Excerpt >>
****
Hey Little One,
I know I'm not much older in years, but trust me when I tell you that at 25, you were very young. You grow a lot this year. That being said, I'm writing to you to tell you to calm down. Yes, you. Yes, right this second.
You have just moved back home from your three year adventure in Colorado. You are now a bartender (and a pretty awesome one at that). You have your Bachelor's degree in English Literature and you just got accepted into The City College of New York where you will spend Monday nights in class working on your Master's in Fine Arts in Creative Writing. You will wake up at least three times a week and think "I wish I had a real job" or "Why the hell did I spend so much money to go to college just to work in a bar?!" Know this: you left college with four years of experience, incredible friends who molded you into the awesome person you are, passion to travel, bravery, determination, and the perfect platform to build a career off of. So, stop stressing.
This year, you will kick off your non-profit organization that helps people to focus on the positives in life instead of the negatives. You will publish your first book. You will become a bar manager. You will maintain a 4.0 average in graduate school. You will grow closer with your family than you ever thought possible. This year, Mama will be diagnosed with cancer. It's going to be absolutely terrifying and you are going to cry more than you knew to be possible. It will be scary, but she is going to be a rockstar and you will understand that she really is the strongest person you know. I promise you though, it will be okay. And I'm not just saying that.
This year, you will finally be able to listen to stories of Depression, self-harm, suicide and you won't be sent into an insane panic attack afterwards. People are going to confide in you, and you are really going to embrace that. You will realize that you learn from what they share with you and you always grow stronger after their stories. Thank them.
After years of denial and hiding the truth, you will get over your fear of the stigmas and you will finally be able to admit that you suffer from depression. You will also not be afraid to say that you spent too many years dealing with your depression by participating in self-harm. You'll admit that it hurt. You'll admit that it is an addiction. You will admit that even though you haven't done it in a couple of years now, the cravings definitely come back. The coolest part about these years of suffering is just about to come. You are going to be able to do something that I am forever indebted to you for: you are going to love your depression. Sounds weird, right? I know. But it's true. You'll love it because it is such a large part of who you are and why you are such an understanding person. You will chalk it up to experience, and experiences are always worth it. You are going to know exactly how to control depression. It won't control you anymore. You are going to control It. It's the best feeling. Seriously.
Something really amazing is going to happen this year, too. Are you ready?! You are going to fall in love. And then, you are totally going to get engaged! I know! I didn't believe it either. Keep your eyes wide and your heart open. I'm not going to tell you who he is, I'm just going to tell you that you have never been happier. Let it happen. It's the best thing you've ever done.
I know it's been a rough road, young one, but you have come so far and I am so very proud of you. I couldn't be who I am today without you, so thank you - SO MUCH - for never giving up. You are full of love, passion, hope, and positivity. Don't let any of that go.
****
Extracted data >>

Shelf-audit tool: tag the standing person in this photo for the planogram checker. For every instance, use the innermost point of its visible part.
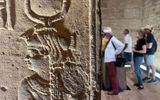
(110, 58)
(139, 51)
(150, 55)
(128, 47)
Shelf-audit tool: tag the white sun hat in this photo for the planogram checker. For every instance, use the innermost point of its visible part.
(107, 30)
(150, 27)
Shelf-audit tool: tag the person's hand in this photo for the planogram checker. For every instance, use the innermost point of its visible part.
(134, 50)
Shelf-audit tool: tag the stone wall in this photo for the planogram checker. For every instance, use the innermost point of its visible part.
(122, 14)
(151, 16)
(48, 49)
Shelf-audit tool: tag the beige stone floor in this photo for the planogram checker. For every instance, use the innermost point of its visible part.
(150, 92)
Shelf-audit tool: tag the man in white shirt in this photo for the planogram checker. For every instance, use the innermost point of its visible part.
(128, 47)
(110, 59)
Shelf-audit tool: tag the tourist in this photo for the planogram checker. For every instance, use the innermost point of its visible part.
(150, 55)
(110, 58)
(139, 51)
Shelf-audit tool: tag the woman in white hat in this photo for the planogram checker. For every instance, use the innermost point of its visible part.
(110, 58)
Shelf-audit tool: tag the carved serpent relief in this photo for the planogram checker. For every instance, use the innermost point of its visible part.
(53, 56)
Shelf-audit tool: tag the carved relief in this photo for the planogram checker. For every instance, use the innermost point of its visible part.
(7, 9)
(53, 56)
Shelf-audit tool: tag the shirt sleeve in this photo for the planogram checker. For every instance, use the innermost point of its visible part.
(119, 45)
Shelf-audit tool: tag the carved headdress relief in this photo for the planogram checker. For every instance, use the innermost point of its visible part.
(52, 55)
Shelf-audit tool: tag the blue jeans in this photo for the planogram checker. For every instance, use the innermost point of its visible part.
(137, 62)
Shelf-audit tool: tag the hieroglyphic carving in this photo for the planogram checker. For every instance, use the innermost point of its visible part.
(7, 8)
(53, 56)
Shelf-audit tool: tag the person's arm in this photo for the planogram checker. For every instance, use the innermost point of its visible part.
(141, 51)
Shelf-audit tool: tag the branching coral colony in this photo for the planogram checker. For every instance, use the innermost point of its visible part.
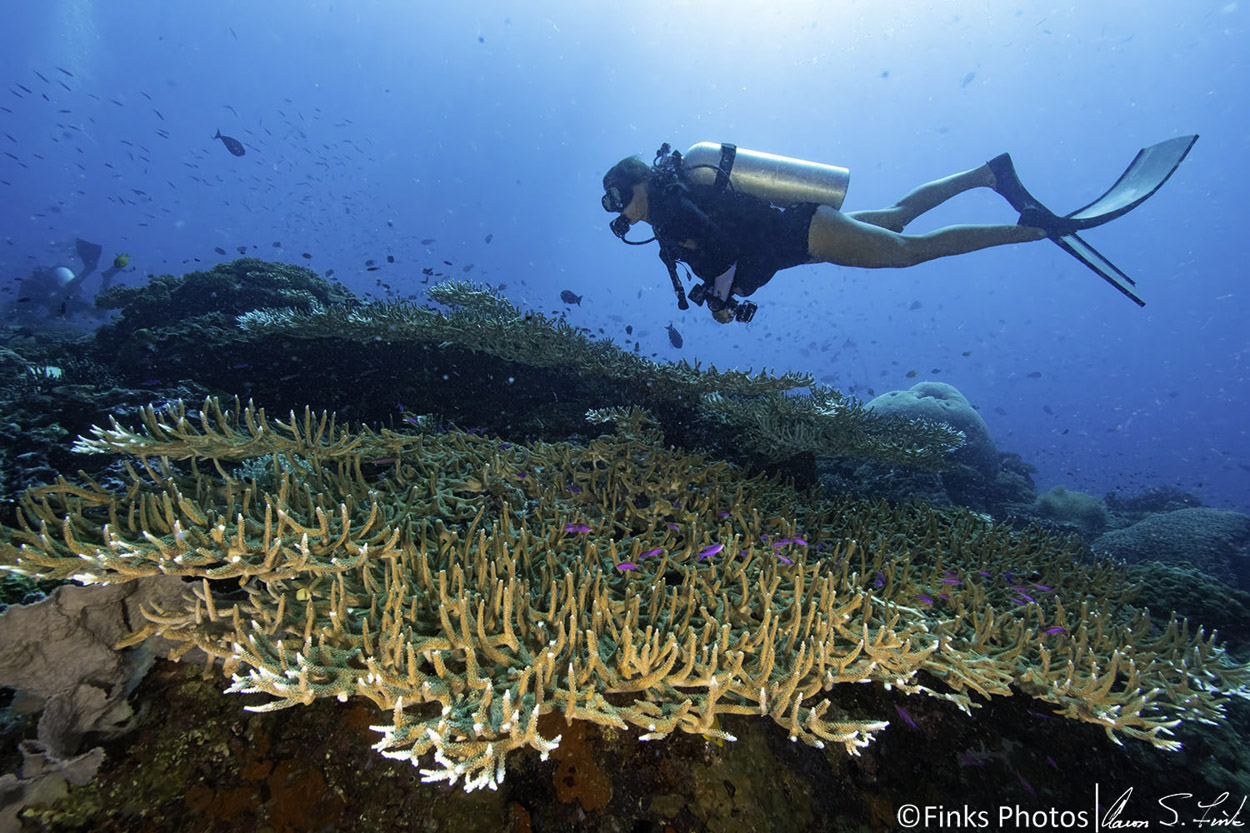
(468, 587)
(766, 414)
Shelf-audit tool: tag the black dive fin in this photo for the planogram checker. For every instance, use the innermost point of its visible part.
(89, 253)
(1101, 267)
(1144, 175)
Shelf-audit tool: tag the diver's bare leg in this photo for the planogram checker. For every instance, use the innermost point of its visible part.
(926, 196)
(845, 240)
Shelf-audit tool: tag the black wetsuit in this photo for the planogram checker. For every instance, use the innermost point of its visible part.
(726, 228)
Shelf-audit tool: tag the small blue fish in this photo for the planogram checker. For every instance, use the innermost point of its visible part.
(674, 337)
(233, 145)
****
Required action 1 >> According to the letter, why will the younger self come to love her depression? Answer in one to three sentences.
Required action 2 >> List everything the letter says the younger self left college with.
Required action 3 >> In the letter, what degree will the younger self work toward at The City College of New York?

Written response 1 >> She will love it because it is such a large part of who she is and why she is such an understanding person. She will chalk it up to experience, and experiences are always worth it.

Written response 2 >>
- Four years of experience
- Incredible friends who molded her into the awesome person she is
- Passion to travel
- Bravery
- Determination
- The perfect platform to build a career off of

Written response 3 >> A Master's in Fine Arts in Creative Writing.